(The request): Please arrange all of the records below as a two-column CSV with the headers text and points. Give one row for each line of text and the coordinates listed after it, put each field in quotes with line breaks turned into spaces, and leave the pictures out.

(Dataset rows):
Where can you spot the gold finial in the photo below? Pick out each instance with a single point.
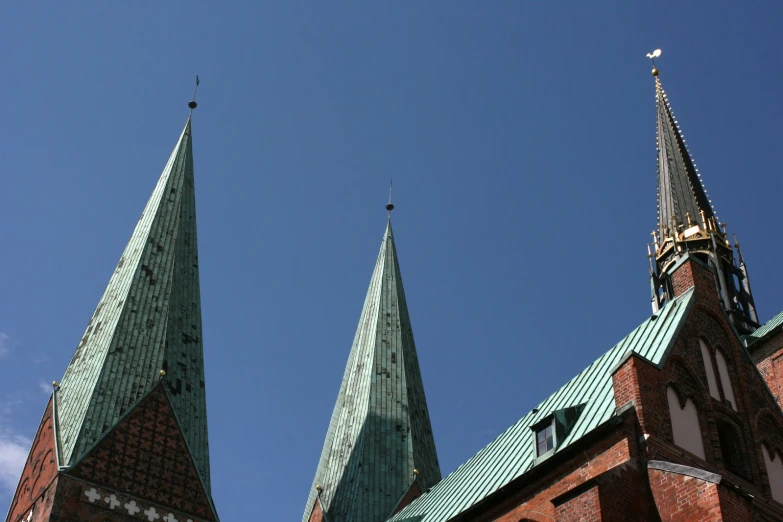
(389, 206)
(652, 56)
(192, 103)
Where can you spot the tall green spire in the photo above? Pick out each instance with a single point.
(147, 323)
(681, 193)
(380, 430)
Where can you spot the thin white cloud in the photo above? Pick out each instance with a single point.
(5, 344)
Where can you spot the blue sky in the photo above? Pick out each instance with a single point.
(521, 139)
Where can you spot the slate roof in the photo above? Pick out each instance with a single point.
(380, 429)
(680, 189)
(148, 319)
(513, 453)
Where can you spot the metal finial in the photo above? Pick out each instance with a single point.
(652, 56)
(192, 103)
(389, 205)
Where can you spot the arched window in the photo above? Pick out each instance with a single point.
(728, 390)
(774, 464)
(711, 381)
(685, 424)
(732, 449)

(Exercise answer):
text,points
"Where can you spot the gold finial in the photo below? Pick out each instance with a single point.","(389, 206) (652, 56) (192, 103)"
"Where can you spot the tall green spire in the photo above? Pick out each instance with a single point.","(147, 323) (681, 193) (380, 430)"
"Where can you spot the thin white cloud in the photo above? Pick out each instance with a single point.","(5, 344)"
"Where can you spot the blue sky in the photo above? Pick out each instance with a single point.","(521, 139)"
"Where can you spot the slate roof in the photo above? Pick out each instance with a single point.","(380, 429) (680, 189) (148, 319) (513, 453)"
"Where can you spot the metal finial in the photo above? Pick out each instance with a single point.","(652, 56) (192, 103) (389, 205)"
"Where can you spot the arched window in the photo above? Pick out each instance with a single point.","(728, 390) (774, 464) (711, 381) (685, 424) (732, 449)"